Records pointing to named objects
## begin

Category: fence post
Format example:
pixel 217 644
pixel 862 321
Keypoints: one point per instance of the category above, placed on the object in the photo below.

## end
## begin

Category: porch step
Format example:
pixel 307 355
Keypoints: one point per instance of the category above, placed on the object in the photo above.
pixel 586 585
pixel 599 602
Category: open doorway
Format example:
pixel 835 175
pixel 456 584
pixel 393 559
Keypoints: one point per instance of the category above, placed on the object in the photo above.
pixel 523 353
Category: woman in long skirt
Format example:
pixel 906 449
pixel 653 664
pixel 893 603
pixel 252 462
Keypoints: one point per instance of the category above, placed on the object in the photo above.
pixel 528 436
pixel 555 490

## end

Written request
Output the lines above word for word, beginning with the line that contains "Category: fence post" and ending after the line that contains "the photo below.".

Written solution
Category: fence post
Format example:
pixel 217 644
pixel 862 321
Keypoints: one point per instance of the category above, placed on the object in the photo below.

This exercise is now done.